== Dataset content ==
++++++++
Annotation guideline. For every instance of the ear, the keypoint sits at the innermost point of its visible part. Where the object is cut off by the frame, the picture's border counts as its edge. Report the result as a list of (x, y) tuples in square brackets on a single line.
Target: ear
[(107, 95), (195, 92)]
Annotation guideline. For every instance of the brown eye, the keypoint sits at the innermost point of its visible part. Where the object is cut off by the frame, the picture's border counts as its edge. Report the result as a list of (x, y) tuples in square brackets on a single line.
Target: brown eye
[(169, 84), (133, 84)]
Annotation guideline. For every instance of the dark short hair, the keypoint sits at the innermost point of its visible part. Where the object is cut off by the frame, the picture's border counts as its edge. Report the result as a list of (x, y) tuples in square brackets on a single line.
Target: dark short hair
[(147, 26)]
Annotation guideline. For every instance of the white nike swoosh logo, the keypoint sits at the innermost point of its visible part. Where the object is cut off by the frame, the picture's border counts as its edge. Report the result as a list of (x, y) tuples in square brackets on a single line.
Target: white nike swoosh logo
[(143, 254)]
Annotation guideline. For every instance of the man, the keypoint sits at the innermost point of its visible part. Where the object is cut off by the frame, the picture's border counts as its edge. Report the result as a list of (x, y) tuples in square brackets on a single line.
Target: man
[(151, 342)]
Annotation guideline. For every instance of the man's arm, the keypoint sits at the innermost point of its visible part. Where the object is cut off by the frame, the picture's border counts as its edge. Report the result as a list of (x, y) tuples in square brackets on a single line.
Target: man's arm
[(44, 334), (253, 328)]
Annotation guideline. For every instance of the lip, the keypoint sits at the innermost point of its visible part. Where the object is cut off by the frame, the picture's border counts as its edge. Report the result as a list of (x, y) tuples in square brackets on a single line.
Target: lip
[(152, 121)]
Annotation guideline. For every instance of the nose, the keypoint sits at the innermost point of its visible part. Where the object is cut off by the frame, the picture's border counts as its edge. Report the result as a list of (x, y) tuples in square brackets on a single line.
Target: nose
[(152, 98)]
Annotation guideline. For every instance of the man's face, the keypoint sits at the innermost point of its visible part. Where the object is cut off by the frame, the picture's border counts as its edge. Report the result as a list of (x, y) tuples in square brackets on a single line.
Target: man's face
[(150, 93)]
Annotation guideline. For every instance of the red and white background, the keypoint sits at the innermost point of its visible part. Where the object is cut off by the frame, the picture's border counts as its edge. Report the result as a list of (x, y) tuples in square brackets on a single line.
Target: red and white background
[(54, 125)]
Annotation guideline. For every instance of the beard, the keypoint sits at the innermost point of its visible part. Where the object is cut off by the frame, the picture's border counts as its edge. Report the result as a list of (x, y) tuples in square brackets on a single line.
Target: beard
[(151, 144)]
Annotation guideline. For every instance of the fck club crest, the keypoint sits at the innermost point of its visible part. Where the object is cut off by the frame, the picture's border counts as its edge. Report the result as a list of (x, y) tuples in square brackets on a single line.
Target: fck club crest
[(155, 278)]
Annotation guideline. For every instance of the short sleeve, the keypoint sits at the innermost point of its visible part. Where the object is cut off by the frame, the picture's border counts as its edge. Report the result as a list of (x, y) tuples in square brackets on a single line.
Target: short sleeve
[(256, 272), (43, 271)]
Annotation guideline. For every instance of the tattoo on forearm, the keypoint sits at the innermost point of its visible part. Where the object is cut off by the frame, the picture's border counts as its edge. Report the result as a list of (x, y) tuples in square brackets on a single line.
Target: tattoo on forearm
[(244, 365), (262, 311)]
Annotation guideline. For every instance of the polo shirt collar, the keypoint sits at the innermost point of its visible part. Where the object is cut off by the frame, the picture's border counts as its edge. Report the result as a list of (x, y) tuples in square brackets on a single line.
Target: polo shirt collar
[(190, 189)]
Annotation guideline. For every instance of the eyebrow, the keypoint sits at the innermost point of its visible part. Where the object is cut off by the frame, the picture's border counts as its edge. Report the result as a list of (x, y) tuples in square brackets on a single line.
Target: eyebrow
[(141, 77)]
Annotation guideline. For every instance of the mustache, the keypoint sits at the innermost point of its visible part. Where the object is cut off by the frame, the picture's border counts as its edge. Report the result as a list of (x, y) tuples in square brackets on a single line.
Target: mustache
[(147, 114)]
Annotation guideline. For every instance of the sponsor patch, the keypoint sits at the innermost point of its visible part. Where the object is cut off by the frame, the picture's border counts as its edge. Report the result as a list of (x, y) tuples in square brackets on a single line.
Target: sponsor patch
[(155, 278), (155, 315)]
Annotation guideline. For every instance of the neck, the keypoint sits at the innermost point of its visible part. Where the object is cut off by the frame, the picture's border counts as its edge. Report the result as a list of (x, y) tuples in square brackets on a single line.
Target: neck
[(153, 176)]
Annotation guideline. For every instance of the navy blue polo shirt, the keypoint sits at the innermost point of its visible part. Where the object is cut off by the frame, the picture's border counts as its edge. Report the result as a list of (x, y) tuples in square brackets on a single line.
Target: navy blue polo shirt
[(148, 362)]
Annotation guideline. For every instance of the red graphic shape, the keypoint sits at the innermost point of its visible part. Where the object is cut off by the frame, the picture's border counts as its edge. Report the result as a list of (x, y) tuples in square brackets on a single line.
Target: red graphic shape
++++++++
== Problem description ==
Print the records again word for word, starting at the first line and ending after the line that contains "Target: ear".

== The completed task ==
Annotation guideline. For every instance of the ear, the keypoint sits at the innermost point of its visible part. Where the object is cut off by the frame, the picture's border counts as its edge. Report the result as a list of (x, y) tuples in square brackets on a single line.
Target: ear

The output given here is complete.